- [PROBLEMS]:
1. List every type of media that, according to the passage on building a social network with Azure Cosmos DB, users can post alongside their articles.
2. Continue the passage on building a social network with Azure Cosmos DB from the point where it ends.

- [EXCERPTED PASSAGE]:
==================================================
Going social with Azure Cosmos DB

Living in a massively-interconnected society means that, at some point in life, you become part of a social network. We use social networks to keep in touch with friends, colleagues, family, or sometimes to share our passion with people with common interests.

As engineers or developers, we might have wondered how do these networks store and interconnect our data, or might have even been tasked to create or architect a new social network for a specific niche market yourselves. That’s when the big question arises: How is all this data stored?

Let’s suppose that we are creating a new and shiny social network, where our users can post articles with related media like, pictures, videos, or even music. Users can comment on posts and give points for ratings. There will be a feed of posts that users will see and be able to interact with on the main website landing page. This doesn’t sound really complex (at first), but for the sake of simplicity, let’s stop there (we could delve into custom user feeds affected by relationships, but it exceeds the goal of this article).
==================================================
- [SUPPLIED ENTRIES]:
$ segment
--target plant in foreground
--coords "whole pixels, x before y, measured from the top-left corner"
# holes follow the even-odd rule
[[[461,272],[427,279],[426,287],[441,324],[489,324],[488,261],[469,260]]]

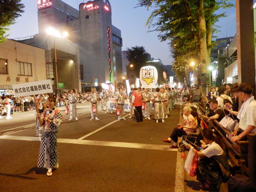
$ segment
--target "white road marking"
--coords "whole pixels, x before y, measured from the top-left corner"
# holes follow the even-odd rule
[[[83,112],[88,111],[90,111],[90,110],[86,110],[83,111],[81,111],[80,112],[79,112],[77,113],[78,114],[80,113],[82,113]],[[85,114],[88,114],[88,113],[86,113],[84,114],[79,114],[79,115],[78,115],[77,116],[79,116],[80,115],[82,115]],[[68,115],[65,115],[65,116],[64,116],[63,117],[66,117],[66,116],[68,116]],[[68,119],[68,118],[63,118],[63,120],[65,120],[65,119]],[[33,126],[34,126],[34,125],[35,125],[35,123],[31,123],[31,124],[29,124],[28,125],[22,125],[22,126],[20,126],[20,127],[15,127],[15,128],[12,128],[12,129],[6,129],[6,130],[3,130],[3,131],[0,131],[0,133],[1,133],[1,132],[9,132],[9,131],[11,131],[12,130],[16,129],[19,129],[19,128],[23,128],[23,127],[26,128],[28,126],[30,126],[29,127],[32,127]],[[31,126],[31,125],[32,125],[32,126]],[[24,129],[24,130],[25,130],[25,129]],[[23,131],[23,130],[21,130],[21,131]],[[20,131],[19,131],[19,132]],[[15,132],[13,132],[11,133],[11,134],[12,134],[13,133],[14,133]]]
[[[39,138],[36,137],[16,136],[9,135],[3,135],[0,136],[0,139],[28,141],[39,141]],[[169,148],[168,145],[153,145],[152,144],[124,143],[123,142],[82,140],[69,139],[58,139],[57,142],[60,143],[78,144],[87,145],[164,150],[172,151],[177,151],[177,149],[169,150]],[[183,181],[183,180],[182,180],[182,181]]]
[[[182,107],[181,107],[180,113],[181,113]],[[182,118],[180,115],[180,122],[182,121]],[[179,138],[178,142],[181,141],[182,139]],[[183,159],[181,156],[181,153],[177,153],[176,161],[176,170],[175,172],[175,187],[174,192],[182,192],[185,191],[184,185],[184,163]]]
[[[129,115],[129,114],[128,114],[126,115],[125,115],[125,117],[126,117],[126,116],[128,116],[128,115]],[[95,120],[95,121],[96,121],[96,120]],[[98,129],[96,129],[96,130],[95,130],[94,131],[93,131],[92,132],[91,132],[90,133],[88,133],[88,134],[87,134],[86,135],[85,135],[85,136],[82,136],[82,137],[80,137],[80,138],[79,139],[79,139],[79,140],[82,140],[82,139],[84,139],[86,137],[89,137],[90,135],[92,135],[93,134],[94,134],[94,133],[95,133],[96,132],[98,132],[99,131],[100,131],[101,129],[104,129],[105,127],[108,127],[108,126],[109,126],[110,125],[112,125],[112,124],[113,124],[113,123],[115,123],[116,121],[118,121],[118,120],[115,120],[115,121],[112,121],[112,122],[111,122],[111,123],[110,123],[106,125],[104,125],[103,127],[101,127],[100,128],[99,128]]]

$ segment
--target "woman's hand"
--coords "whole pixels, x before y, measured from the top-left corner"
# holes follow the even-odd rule
[[[190,144],[188,144],[188,145],[186,146],[187,148],[190,149],[191,148],[192,146]]]
[[[40,117],[41,116],[41,114],[40,113],[37,113],[36,114],[36,117],[38,118],[40,118]]]

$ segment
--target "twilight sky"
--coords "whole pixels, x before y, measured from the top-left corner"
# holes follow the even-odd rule
[[[78,4],[83,0],[62,0],[77,9]],[[86,2],[85,0],[85,2]],[[160,59],[164,65],[171,63],[168,42],[160,42],[156,32],[147,33],[145,23],[151,13],[144,7],[133,8],[137,0],[110,0],[112,8],[112,24],[120,29],[123,39],[123,50],[126,47],[136,45],[143,46],[151,55],[152,57]],[[234,4],[235,0],[231,0]],[[32,35],[38,33],[37,0],[22,0],[25,5],[25,12],[18,18],[16,23],[10,27],[8,38],[14,38]],[[221,27],[221,31],[215,36],[220,38],[235,35],[236,29],[236,11],[234,8],[221,10],[218,13],[225,12],[228,16],[221,18],[217,25]]]

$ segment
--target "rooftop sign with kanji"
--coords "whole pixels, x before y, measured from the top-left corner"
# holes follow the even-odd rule
[[[45,8],[47,8],[53,6],[52,0],[37,0],[37,9],[39,10]]]
[[[44,80],[22,84],[13,85],[16,97],[52,93],[53,87],[51,80]]]

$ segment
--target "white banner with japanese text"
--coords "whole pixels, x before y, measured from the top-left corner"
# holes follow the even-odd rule
[[[13,85],[14,95],[16,97],[52,93],[53,87],[51,80],[44,80],[22,84]]]
[[[131,110],[131,104],[129,99],[126,100],[124,102],[124,110],[130,112]],[[109,98],[108,101],[107,102],[107,111],[108,111],[108,109],[111,108],[112,110],[116,110],[116,104],[115,98]],[[154,109],[153,103],[150,101],[150,110]]]

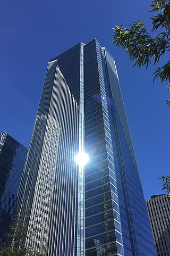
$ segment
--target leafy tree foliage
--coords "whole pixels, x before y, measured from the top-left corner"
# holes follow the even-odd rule
[[[34,248],[28,247],[25,243],[27,238],[30,238],[38,230],[29,230],[27,222],[24,220],[28,217],[28,210],[23,213],[23,221],[20,224],[20,213],[16,215],[10,226],[10,232],[7,234],[8,242],[0,244],[0,256],[46,256],[47,248],[37,252]]]
[[[157,65],[160,58],[170,51],[170,0],[154,0],[150,5],[150,12],[155,13],[151,19],[152,32],[160,32],[152,38],[147,32],[144,24],[138,20],[130,28],[117,25],[114,31],[113,43],[127,51],[130,59],[134,61],[133,67],[146,66],[153,61]],[[167,89],[170,92],[170,60],[163,67],[157,68],[154,81],[159,78],[161,84],[168,80]],[[170,105],[170,98],[166,100]]]

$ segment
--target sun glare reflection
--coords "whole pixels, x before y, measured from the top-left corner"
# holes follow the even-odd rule
[[[89,162],[89,156],[84,152],[80,152],[75,156],[76,162],[81,166],[84,166]]]

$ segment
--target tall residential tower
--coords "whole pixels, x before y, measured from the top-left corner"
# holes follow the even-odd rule
[[[23,205],[38,230],[26,243],[48,256],[156,255],[115,62],[96,39],[48,63]]]

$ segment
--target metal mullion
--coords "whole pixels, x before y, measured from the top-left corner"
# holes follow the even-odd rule
[[[56,68],[56,80],[55,80],[55,86],[57,88],[57,92],[56,92],[56,102],[57,102],[57,105],[56,106],[56,111],[57,110],[58,110],[58,109],[59,108],[58,106],[60,106],[60,101],[58,100],[59,97],[60,97],[60,92],[61,92],[61,87],[60,86],[60,79],[59,79],[59,75],[58,75],[58,69],[57,69],[57,67]],[[57,114],[56,114],[56,121],[57,122],[57,119],[58,118],[58,112],[59,111],[57,112]],[[58,122],[57,122],[58,124]],[[59,127],[60,126],[59,126]],[[58,137],[59,137],[59,138],[58,138],[58,148],[57,148],[57,154],[58,154],[58,145],[60,144],[60,130],[58,129],[58,131],[59,131],[59,135],[58,135]],[[52,244],[50,244],[50,250],[52,251],[53,250],[53,236],[52,237],[52,234],[53,233],[53,229],[54,229],[54,226],[53,227],[52,227],[52,223],[53,223],[53,221],[54,221],[54,219],[55,218],[55,216],[53,213],[54,212],[54,211],[55,211],[55,209],[56,209],[56,203],[54,203],[54,202],[56,202],[56,200],[55,200],[55,199],[56,199],[56,197],[57,196],[56,195],[56,193],[55,193],[55,191],[57,191],[57,190],[56,189],[56,176],[57,176],[57,164],[56,164],[56,168],[55,168],[55,170],[54,171],[55,171],[55,176],[54,177],[54,182],[53,182],[53,186],[54,186],[54,187],[53,187],[53,193],[52,194],[52,202],[51,202],[51,205],[52,205],[52,209],[50,210],[50,216],[49,216],[49,219],[50,219],[50,221],[51,221],[51,223],[50,224],[50,228],[49,228],[49,241],[52,241]],[[59,180],[59,179],[58,179],[58,180]],[[52,193],[52,192],[51,192]]]
[[[66,97],[67,97],[67,92],[66,90],[65,90],[65,86],[64,86],[64,85],[63,85],[63,79],[62,79],[62,77],[61,76],[61,72],[58,68],[58,70],[59,70],[59,71],[58,71],[58,73],[59,73],[59,76],[60,76],[60,80],[61,80],[61,88],[63,90],[63,92],[64,93],[64,97],[62,97],[61,95],[60,95],[60,98],[62,98],[62,101],[61,101],[61,102],[62,103],[62,105],[63,105],[64,104],[64,104],[65,104],[65,98]],[[63,100],[63,98],[64,100]],[[62,109],[62,106],[61,106],[61,109]],[[61,114],[61,113],[62,114]],[[64,120],[65,120],[65,114],[64,115],[64,114],[65,114],[65,109],[64,109],[64,112],[63,113],[63,112],[62,113],[62,112],[60,110],[60,117],[62,115],[62,123],[61,125],[61,127],[62,127],[62,129],[63,129],[63,122],[64,122]],[[64,117],[63,117],[63,115],[64,115]],[[63,141],[64,141],[64,129],[63,129],[63,132],[62,133],[63,134],[62,134],[62,137],[61,138],[61,145],[63,145]],[[62,158],[61,158],[61,153],[60,152],[60,162],[59,162],[59,166],[58,166],[58,170],[61,170],[61,166],[62,166],[62,163],[63,163],[63,161],[62,161]],[[61,175],[61,179],[62,179],[62,175]],[[60,192],[58,192],[60,193],[60,194],[61,194],[61,193],[62,193],[62,183],[61,182],[61,180],[60,180],[60,186],[59,186],[59,191]],[[57,186],[57,188],[58,188],[58,186]],[[61,202],[61,201],[60,201]],[[60,213],[61,213],[61,205],[59,205],[59,204],[58,203],[57,204],[57,213],[58,213],[57,214],[57,219],[59,218],[59,219],[60,219]],[[56,221],[56,224],[55,225],[55,227],[54,228],[56,229],[56,225],[57,225],[57,221]],[[59,228],[60,228],[60,227],[58,227],[58,231],[57,231],[57,234],[56,235],[56,232],[55,232],[55,238],[54,238],[54,241],[56,241],[56,240],[57,239],[57,241],[58,241],[58,232],[59,232]],[[56,244],[56,243],[55,242],[55,244]],[[55,244],[54,245],[54,251],[55,250],[55,249],[56,249],[56,250],[57,250],[58,249],[58,243],[57,243],[57,246],[55,246]],[[60,246],[59,246],[59,248],[60,248]]]
[[[68,90],[68,89],[67,89]],[[70,111],[70,108],[71,108],[71,98],[72,97],[72,94],[71,93],[71,91],[69,90],[68,92],[68,96],[69,96],[69,100],[67,101],[67,104],[66,104],[67,106],[67,113],[66,113],[66,117],[67,117],[67,120],[66,121],[65,123],[65,147],[66,148],[66,150],[65,151],[66,152],[66,154],[65,155],[65,158],[66,159],[69,159],[69,151],[68,151],[69,148],[67,147],[68,147],[68,144],[69,145],[69,141],[70,141],[70,122],[71,122],[71,111]],[[70,149],[70,148],[69,148]],[[67,175],[67,172],[69,171],[68,170],[68,162],[67,161],[67,160],[65,161],[64,162],[64,170],[63,170],[63,194],[64,195],[64,197],[63,198],[63,204],[62,204],[62,212],[63,212],[63,208],[65,210],[64,210],[64,214],[62,214],[62,218],[61,218],[61,222],[62,223],[62,219],[64,220],[64,225],[63,226],[63,231],[64,230],[64,222],[65,222],[65,203],[66,203],[66,193],[65,193],[65,188],[66,188],[66,184],[67,183],[68,180],[66,179],[66,176]],[[63,236],[62,237],[61,237],[61,239],[62,240],[62,253],[61,255],[62,256],[63,255],[63,240],[64,240],[64,234],[63,232]]]
[[[70,92],[70,97],[69,98],[69,101],[70,101],[70,104],[69,104],[69,125],[67,125],[67,126],[68,127],[68,130],[66,131],[66,140],[67,140],[67,159],[68,161],[67,161],[67,172],[66,172],[66,175],[65,176],[65,180],[66,180],[66,183],[64,181],[65,184],[65,188],[67,187],[67,191],[69,191],[70,189],[70,171],[71,171],[72,170],[72,166],[71,165],[71,162],[69,161],[70,160],[71,160],[71,149],[72,149],[72,119],[73,119],[73,95]],[[64,226],[63,226],[63,230],[64,230],[64,226],[65,226],[65,237],[64,240],[65,241],[66,241],[66,234],[67,234],[67,230],[66,230],[66,227],[67,227],[67,212],[66,209],[68,209],[68,203],[66,203],[66,194],[65,193],[65,205],[64,205]],[[63,236],[63,242],[62,242],[62,245],[63,244],[63,240],[64,240],[64,234]],[[65,243],[65,248],[64,248],[64,255],[65,255],[65,245],[66,243]],[[62,250],[62,251],[63,250]]]

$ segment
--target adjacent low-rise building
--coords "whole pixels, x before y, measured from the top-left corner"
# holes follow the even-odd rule
[[[0,134],[0,241],[6,233],[14,212],[27,148],[4,131]]]
[[[170,255],[170,200],[153,195],[146,202],[158,256]]]

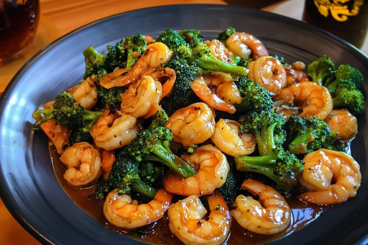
==================================================
- [WRITTEN ANSWERS]:
1.
- Pictures
- Videos
- Music

2.
So, how do we store this and where?

Many of you might have experience on SQL databases or at least have notion of relational modeling of data and you might be tempted to start drawing something like this:

Diagram illustrating a relative relational model

A perfectly normalized and pretty data structure… that doesn't scale.

Don’t get me wrong, I’ve worked with SQL databases all my life, they are great, but like every pattern, practice and software platform, it’s not perfect for every scenario.

Why isn't SQL the best choice in this scenario? Let’s look at the structure of a single post, if I wanted to show that post in a website or application, I’d have to do a query with… 8 table joins (!) just to show one single post, now, picture a stream of posts that dynamically load and appear on the screen and you might see where I am going.

We could, of course, use a humongous SQL instance with enough power to solve thousands of queries with these many joins to serve our content, but truly, why would we when a simpler solution exists?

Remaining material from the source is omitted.